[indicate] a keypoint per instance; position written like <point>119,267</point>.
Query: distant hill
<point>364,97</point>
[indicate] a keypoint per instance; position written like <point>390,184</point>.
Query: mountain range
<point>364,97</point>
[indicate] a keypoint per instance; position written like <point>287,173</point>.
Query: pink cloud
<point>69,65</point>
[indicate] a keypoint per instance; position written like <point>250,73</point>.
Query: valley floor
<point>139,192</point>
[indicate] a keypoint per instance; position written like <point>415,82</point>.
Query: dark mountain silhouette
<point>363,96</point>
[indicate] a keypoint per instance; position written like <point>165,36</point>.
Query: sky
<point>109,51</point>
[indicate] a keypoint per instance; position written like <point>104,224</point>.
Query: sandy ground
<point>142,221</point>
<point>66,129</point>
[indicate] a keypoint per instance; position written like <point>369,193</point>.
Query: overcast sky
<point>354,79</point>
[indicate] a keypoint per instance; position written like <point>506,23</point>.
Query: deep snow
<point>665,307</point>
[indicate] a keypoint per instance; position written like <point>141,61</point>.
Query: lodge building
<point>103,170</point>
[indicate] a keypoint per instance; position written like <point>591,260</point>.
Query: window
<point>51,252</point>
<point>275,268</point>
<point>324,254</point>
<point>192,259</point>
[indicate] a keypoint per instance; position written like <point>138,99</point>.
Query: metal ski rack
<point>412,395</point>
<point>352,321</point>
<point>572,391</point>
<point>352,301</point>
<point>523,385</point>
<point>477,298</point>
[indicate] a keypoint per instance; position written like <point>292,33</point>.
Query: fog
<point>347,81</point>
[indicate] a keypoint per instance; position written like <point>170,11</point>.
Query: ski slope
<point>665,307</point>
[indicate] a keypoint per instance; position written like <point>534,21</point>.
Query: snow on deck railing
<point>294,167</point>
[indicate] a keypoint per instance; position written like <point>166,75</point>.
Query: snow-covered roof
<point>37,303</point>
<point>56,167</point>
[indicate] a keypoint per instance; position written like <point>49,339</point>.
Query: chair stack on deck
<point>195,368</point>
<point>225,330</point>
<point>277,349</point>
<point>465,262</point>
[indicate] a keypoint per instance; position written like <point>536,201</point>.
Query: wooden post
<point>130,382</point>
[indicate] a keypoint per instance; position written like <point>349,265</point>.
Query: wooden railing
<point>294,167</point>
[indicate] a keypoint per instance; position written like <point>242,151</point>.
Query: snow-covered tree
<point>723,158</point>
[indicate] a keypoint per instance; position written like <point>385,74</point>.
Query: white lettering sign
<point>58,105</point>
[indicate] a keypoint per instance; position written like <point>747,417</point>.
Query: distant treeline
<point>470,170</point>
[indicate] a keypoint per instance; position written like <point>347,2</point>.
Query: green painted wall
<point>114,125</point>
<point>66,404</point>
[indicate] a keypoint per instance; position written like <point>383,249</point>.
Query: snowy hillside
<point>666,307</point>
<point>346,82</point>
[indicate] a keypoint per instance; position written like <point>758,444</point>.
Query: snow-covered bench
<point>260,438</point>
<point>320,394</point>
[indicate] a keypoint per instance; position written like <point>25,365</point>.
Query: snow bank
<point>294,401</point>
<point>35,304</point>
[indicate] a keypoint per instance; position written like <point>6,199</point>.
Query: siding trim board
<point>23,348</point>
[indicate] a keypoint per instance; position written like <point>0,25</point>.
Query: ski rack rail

········

§ What is required:
Taking the entries above, restate exactly those lines that fall between the line with "Query: sandy ground" and the line with "written like <point>506,23</point>.", keeping both of those lines too.

§ Your response:
Query: sandy ground
<point>142,221</point>
<point>66,129</point>
[indicate] a keypoint per instance; position written like <point>369,193</point>.
Query: overcast sky
<point>354,79</point>
[indicate] a keypoint per instance; position written like <point>506,23</point>.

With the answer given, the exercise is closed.